**** MATERIAL SHOWN ****

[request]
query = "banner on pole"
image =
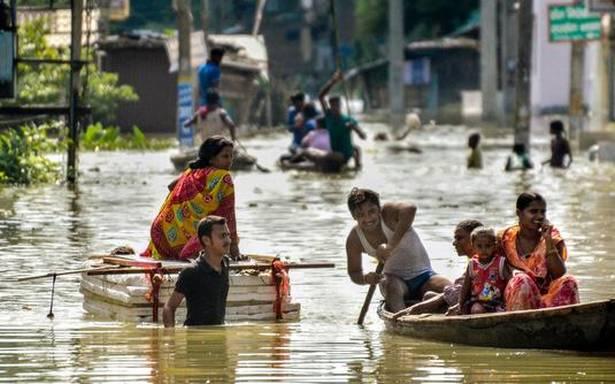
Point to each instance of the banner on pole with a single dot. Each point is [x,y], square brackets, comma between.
[184,113]
[573,23]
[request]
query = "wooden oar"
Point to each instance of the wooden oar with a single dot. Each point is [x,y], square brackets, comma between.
[368,298]
[232,267]
[71,272]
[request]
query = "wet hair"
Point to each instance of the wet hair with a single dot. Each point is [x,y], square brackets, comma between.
[299,96]
[309,111]
[473,140]
[519,148]
[209,149]
[556,126]
[335,99]
[212,97]
[321,122]
[216,52]
[468,225]
[206,225]
[526,198]
[358,196]
[482,231]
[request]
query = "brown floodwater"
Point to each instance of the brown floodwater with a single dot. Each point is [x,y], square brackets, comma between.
[302,216]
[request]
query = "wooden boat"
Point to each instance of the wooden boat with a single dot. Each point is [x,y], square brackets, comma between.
[120,288]
[241,160]
[587,326]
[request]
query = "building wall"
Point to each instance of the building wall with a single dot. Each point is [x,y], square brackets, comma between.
[147,71]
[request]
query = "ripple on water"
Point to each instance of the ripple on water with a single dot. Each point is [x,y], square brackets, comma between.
[292,214]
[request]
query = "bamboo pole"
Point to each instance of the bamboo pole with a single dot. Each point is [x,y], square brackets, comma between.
[232,267]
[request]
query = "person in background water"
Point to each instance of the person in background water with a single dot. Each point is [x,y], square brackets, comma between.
[485,277]
[209,74]
[386,233]
[560,147]
[475,155]
[448,300]
[536,248]
[340,126]
[204,284]
[214,119]
[519,159]
[205,188]
[295,126]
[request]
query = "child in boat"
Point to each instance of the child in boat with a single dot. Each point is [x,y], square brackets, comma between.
[214,119]
[560,147]
[486,276]
[448,300]
[475,156]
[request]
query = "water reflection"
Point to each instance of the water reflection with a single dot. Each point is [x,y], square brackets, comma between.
[292,214]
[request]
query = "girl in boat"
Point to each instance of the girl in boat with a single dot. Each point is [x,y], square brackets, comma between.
[485,277]
[537,250]
[205,188]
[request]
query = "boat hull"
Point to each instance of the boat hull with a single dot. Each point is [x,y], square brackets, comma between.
[122,297]
[589,326]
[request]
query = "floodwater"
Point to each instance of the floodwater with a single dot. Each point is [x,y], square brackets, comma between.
[302,216]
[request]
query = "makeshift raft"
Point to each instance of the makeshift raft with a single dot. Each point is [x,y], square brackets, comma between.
[241,160]
[588,326]
[130,288]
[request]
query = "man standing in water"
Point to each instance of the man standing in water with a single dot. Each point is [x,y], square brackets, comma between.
[205,284]
[340,127]
[209,74]
[386,233]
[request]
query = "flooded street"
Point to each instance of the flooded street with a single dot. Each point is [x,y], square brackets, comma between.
[302,216]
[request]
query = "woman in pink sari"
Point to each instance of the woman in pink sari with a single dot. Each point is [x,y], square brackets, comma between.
[205,188]
[536,249]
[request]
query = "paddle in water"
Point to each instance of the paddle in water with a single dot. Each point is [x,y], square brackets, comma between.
[368,297]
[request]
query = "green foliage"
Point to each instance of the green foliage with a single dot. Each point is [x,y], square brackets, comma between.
[104,95]
[48,84]
[99,138]
[22,159]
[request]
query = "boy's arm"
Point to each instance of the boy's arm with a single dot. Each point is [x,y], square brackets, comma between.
[326,88]
[355,127]
[402,214]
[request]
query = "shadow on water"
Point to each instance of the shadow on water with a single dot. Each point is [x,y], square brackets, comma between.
[304,216]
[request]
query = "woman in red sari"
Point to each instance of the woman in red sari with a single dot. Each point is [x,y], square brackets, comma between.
[205,188]
[536,249]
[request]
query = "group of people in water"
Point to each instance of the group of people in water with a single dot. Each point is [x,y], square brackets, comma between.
[325,140]
[519,159]
[520,267]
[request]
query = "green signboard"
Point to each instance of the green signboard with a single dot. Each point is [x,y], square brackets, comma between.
[573,23]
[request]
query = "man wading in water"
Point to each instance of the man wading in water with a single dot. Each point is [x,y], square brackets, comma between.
[204,284]
[386,233]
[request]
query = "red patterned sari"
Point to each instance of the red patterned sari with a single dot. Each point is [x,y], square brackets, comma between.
[197,194]
[534,287]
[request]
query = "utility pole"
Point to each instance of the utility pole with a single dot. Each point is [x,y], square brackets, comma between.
[184,73]
[575,107]
[396,62]
[205,19]
[488,59]
[258,17]
[523,74]
[75,68]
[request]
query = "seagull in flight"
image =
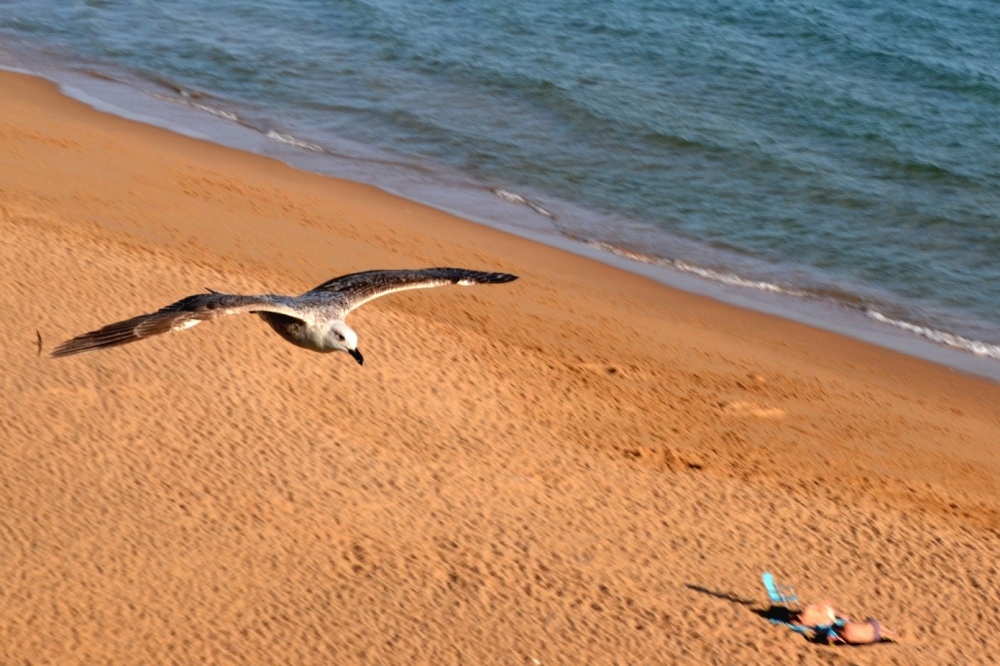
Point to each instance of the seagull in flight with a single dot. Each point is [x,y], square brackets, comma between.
[314,320]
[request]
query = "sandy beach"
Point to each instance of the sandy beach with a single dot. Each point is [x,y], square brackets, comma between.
[580,467]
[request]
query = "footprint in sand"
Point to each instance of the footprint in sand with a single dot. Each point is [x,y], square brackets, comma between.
[742,407]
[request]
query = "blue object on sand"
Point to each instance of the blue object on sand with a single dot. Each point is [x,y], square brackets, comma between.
[781,595]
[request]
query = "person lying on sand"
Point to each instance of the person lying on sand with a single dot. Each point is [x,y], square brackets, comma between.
[819,621]
[832,628]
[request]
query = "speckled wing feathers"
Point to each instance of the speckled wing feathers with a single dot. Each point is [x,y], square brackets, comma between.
[185,313]
[359,288]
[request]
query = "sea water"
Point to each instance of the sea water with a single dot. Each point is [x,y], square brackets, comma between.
[837,160]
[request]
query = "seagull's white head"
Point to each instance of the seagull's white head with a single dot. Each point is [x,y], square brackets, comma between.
[342,337]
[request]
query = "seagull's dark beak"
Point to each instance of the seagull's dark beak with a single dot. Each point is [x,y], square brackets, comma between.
[357,356]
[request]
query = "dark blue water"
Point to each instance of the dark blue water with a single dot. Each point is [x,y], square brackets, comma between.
[836,152]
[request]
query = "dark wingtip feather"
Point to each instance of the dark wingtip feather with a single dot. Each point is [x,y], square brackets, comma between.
[112,335]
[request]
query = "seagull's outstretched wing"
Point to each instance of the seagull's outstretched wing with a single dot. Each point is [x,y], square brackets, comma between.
[359,288]
[185,313]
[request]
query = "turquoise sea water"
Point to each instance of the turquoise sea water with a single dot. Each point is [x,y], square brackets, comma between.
[839,156]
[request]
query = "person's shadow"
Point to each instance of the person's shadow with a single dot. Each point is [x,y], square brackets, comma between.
[772,612]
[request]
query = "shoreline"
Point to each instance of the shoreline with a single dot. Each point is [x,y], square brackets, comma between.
[867,325]
[581,466]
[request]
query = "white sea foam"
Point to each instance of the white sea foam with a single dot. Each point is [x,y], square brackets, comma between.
[188,100]
[976,347]
[514,197]
[281,137]
[735,280]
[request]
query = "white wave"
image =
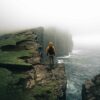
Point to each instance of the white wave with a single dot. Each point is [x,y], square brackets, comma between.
[66,56]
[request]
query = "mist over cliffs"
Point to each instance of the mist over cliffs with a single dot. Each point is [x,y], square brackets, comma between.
[62,41]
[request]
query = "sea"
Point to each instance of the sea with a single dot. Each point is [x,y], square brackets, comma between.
[82,64]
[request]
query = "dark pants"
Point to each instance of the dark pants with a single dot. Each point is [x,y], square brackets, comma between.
[51,59]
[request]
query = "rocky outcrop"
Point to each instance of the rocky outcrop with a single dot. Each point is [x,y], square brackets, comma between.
[91,89]
[35,81]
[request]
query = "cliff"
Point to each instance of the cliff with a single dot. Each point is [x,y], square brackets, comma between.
[91,89]
[22,75]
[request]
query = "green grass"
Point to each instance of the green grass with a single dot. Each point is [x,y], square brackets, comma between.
[13,57]
[12,40]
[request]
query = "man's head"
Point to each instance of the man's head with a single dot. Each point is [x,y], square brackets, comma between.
[50,43]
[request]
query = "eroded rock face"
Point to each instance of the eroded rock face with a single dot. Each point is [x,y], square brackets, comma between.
[91,89]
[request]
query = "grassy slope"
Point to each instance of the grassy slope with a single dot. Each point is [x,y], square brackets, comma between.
[12,57]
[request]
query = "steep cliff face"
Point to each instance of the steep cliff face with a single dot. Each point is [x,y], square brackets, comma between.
[22,75]
[91,89]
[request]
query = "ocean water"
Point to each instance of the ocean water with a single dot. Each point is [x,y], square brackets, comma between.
[81,65]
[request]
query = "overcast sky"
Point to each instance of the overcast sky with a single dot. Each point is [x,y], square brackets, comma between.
[79,17]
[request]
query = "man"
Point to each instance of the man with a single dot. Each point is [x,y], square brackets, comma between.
[50,50]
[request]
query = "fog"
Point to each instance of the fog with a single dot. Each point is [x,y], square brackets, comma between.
[79,17]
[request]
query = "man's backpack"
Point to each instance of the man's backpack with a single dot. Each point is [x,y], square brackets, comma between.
[51,50]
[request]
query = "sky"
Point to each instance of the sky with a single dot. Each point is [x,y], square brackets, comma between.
[79,17]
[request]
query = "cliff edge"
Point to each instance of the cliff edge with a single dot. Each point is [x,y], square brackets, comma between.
[22,75]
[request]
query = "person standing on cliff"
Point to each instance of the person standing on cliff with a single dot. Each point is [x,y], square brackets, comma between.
[50,51]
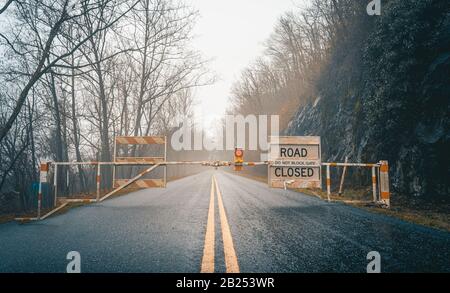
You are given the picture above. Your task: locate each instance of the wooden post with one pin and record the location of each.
(374, 184)
(342, 177)
(55, 184)
(98, 180)
(328, 182)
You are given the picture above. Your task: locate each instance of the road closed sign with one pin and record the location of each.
(295, 161)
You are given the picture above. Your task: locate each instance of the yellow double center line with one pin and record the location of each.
(231, 262)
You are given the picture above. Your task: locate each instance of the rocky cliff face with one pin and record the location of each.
(385, 95)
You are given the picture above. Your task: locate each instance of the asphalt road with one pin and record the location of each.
(265, 230)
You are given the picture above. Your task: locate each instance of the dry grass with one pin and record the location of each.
(10, 217)
(435, 214)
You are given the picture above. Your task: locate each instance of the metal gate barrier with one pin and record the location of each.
(379, 170)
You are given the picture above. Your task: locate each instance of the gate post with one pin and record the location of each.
(328, 182)
(55, 184)
(98, 179)
(384, 183)
(374, 184)
(42, 179)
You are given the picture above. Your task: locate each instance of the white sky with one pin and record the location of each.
(232, 33)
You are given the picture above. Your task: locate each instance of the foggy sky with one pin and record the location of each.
(232, 32)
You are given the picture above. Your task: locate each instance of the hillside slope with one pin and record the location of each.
(385, 94)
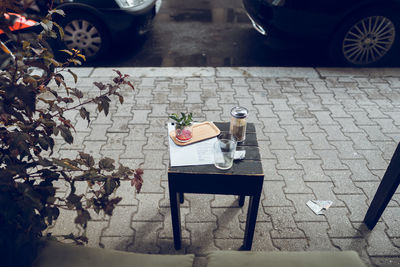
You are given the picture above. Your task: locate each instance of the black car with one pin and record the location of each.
(92, 25)
(354, 32)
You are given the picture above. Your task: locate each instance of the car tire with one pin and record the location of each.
(367, 39)
(85, 33)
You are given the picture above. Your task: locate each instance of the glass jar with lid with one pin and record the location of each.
(238, 123)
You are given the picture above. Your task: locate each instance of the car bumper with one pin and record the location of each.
(131, 20)
(288, 22)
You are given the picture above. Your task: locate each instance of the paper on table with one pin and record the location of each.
(200, 153)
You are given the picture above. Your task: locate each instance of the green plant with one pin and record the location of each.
(32, 114)
(182, 120)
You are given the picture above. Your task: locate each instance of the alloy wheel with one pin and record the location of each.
(368, 40)
(84, 36)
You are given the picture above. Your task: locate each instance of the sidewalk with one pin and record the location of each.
(324, 134)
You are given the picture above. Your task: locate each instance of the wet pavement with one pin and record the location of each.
(214, 33)
(323, 133)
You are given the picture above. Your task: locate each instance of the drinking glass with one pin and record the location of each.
(224, 151)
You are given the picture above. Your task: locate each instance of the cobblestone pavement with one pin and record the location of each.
(323, 134)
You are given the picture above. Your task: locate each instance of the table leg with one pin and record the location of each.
(176, 218)
(241, 201)
(254, 202)
(386, 189)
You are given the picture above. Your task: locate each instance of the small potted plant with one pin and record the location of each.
(183, 126)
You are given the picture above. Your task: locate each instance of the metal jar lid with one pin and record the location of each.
(239, 112)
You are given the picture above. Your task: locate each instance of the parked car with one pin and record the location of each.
(354, 32)
(91, 26)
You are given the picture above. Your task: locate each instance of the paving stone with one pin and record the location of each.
(339, 224)
(369, 188)
(120, 222)
(303, 212)
(303, 150)
(133, 149)
(318, 140)
(314, 104)
(361, 141)
(286, 160)
(261, 215)
(283, 223)
(200, 261)
(116, 243)
(374, 112)
(140, 117)
(357, 244)
(153, 159)
(152, 181)
(324, 191)
(357, 206)
(293, 244)
(278, 141)
(313, 171)
(280, 105)
(212, 115)
(228, 223)
(294, 182)
(361, 118)
(294, 133)
(346, 150)
(324, 117)
(200, 210)
(336, 110)
(374, 159)
(334, 132)
(145, 237)
(229, 244)
(265, 111)
(330, 160)
(202, 237)
(386, 261)
(374, 133)
(259, 97)
(274, 194)
(316, 233)
(166, 231)
(115, 141)
(65, 225)
(270, 171)
(93, 148)
(262, 239)
(136, 132)
(391, 218)
(146, 209)
(379, 242)
(360, 171)
(342, 182)
(271, 126)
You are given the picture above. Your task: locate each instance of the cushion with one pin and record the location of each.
(56, 254)
(284, 259)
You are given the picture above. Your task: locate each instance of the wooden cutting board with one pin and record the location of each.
(201, 131)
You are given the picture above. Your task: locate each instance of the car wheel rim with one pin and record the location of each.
(368, 40)
(84, 36)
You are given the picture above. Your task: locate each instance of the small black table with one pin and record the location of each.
(245, 178)
(385, 191)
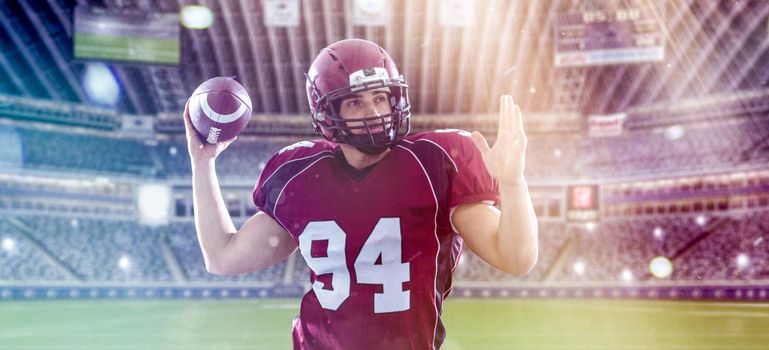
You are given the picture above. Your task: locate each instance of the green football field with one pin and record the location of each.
(471, 324)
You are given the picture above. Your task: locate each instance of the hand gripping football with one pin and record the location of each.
(220, 109)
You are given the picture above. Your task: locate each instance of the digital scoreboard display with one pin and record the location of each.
(608, 36)
(582, 203)
(128, 37)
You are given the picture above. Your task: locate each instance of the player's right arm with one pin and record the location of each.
(259, 243)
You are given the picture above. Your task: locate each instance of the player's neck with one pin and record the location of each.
(360, 160)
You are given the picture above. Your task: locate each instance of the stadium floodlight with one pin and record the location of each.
(579, 267)
(674, 132)
(627, 275)
(196, 17)
(742, 261)
(124, 263)
(153, 202)
(661, 267)
(9, 244)
(100, 84)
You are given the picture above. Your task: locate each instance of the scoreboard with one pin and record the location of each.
(582, 203)
(611, 35)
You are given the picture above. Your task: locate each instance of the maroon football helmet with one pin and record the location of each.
(348, 67)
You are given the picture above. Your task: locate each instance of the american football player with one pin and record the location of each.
(380, 216)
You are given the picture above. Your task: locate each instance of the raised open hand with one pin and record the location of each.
(506, 160)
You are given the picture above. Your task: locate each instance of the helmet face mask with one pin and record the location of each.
(347, 68)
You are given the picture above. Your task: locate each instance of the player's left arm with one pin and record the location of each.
(506, 238)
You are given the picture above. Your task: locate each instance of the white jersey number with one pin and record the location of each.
(383, 244)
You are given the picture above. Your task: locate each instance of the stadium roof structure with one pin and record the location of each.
(711, 47)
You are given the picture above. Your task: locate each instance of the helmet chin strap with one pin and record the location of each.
(364, 144)
(373, 150)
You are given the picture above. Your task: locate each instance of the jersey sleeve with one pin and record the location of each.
(471, 182)
(278, 171)
(262, 191)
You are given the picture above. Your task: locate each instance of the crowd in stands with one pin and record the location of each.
(634, 152)
(736, 250)
(21, 261)
(99, 250)
(701, 250)
(244, 158)
(56, 151)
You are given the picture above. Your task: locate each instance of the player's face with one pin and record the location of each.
(365, 104)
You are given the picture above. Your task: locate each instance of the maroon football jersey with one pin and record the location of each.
(379, 242)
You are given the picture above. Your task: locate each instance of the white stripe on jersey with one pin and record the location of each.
(437, 240)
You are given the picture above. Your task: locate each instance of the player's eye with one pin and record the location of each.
(352, 103)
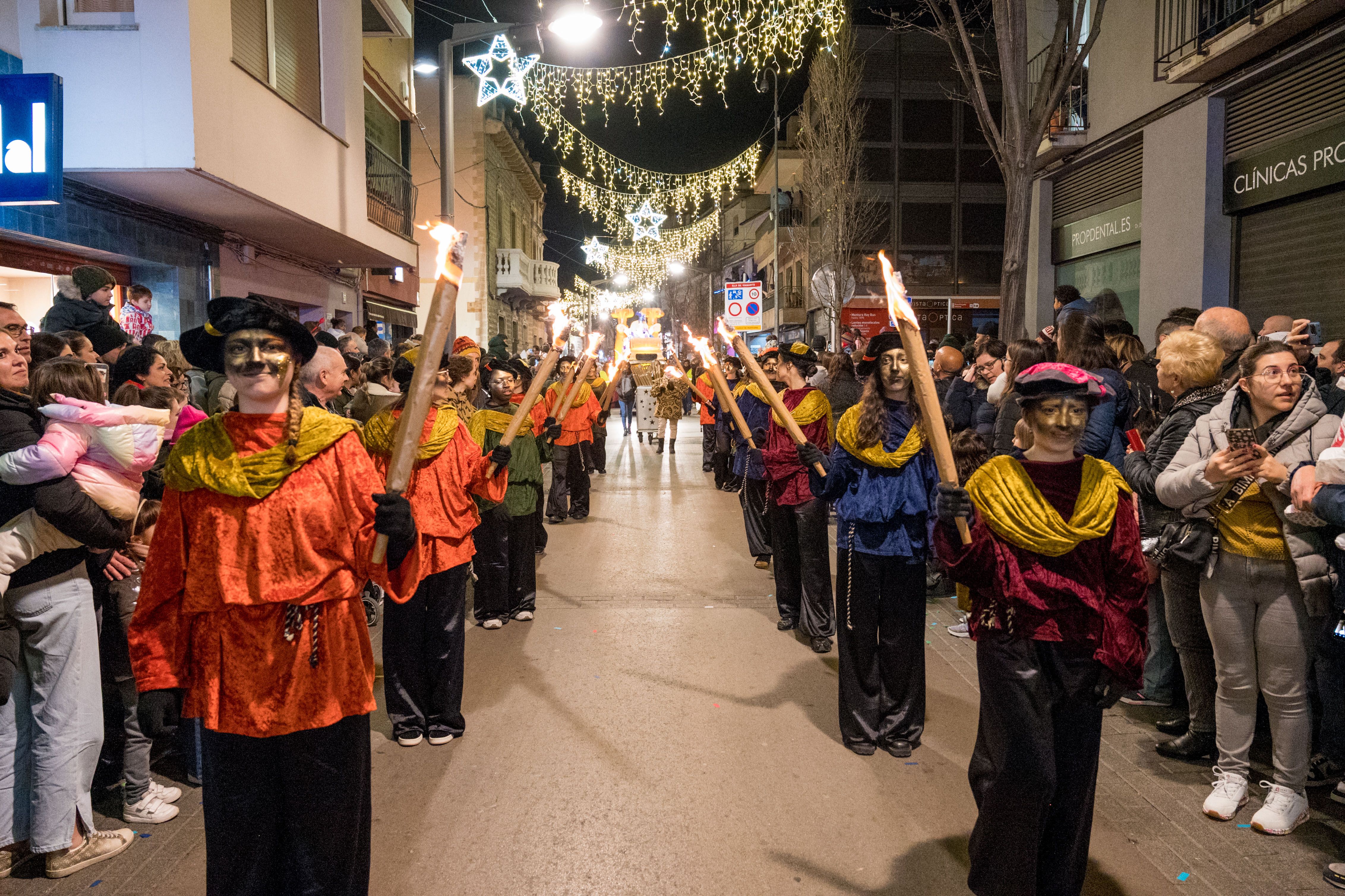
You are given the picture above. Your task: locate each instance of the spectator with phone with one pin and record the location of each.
(1269, 583)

****

YOUR GOAL
Starting at the line that contains "the player's eye", reproduce exactly and only the lines through the end of the entries above, with the pictures excluded.

ANSWER SECTION
You are given the picture above. Your task: locate each instance of the player's eye with one pin and record the location of each.
(352, 103)
You are given the picture above. Your task: locate each instance of the spectator with phone with one pin and record the location of each.
(1269, 583)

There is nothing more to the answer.